AIM
Repeat each of the items below word for word, keeping every line and number the same, and leave out the pictures.
— begin SOURCE RECORDS —
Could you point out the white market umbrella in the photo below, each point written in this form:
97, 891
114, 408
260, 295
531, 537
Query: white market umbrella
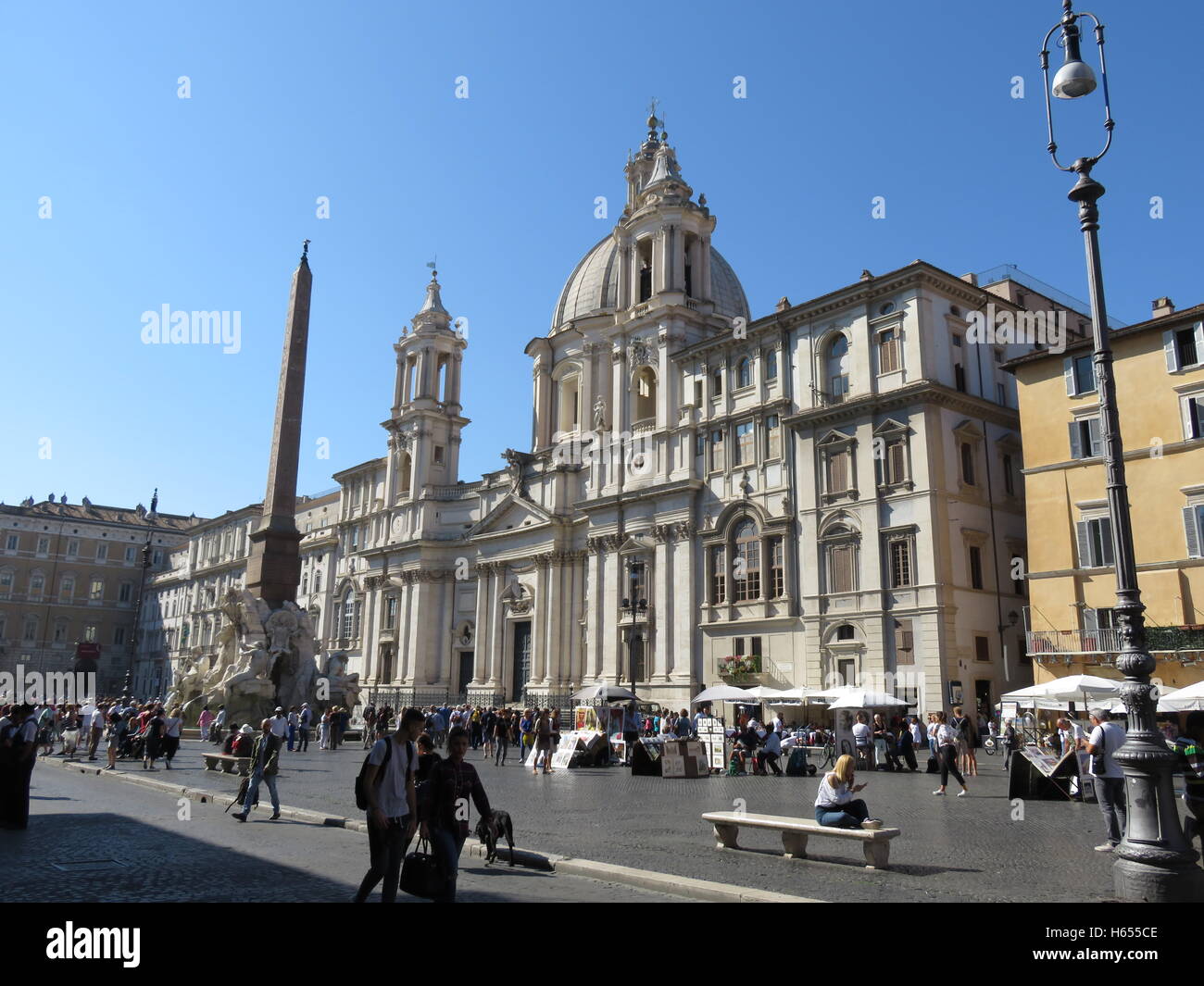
— end SOURCE RECORDS —
FINAL RESULT
Could you point out the white market umbrella in the photo below, each point written in this form:
97, 891
114, 408
260, 295
531, 537
Query: white market umbrella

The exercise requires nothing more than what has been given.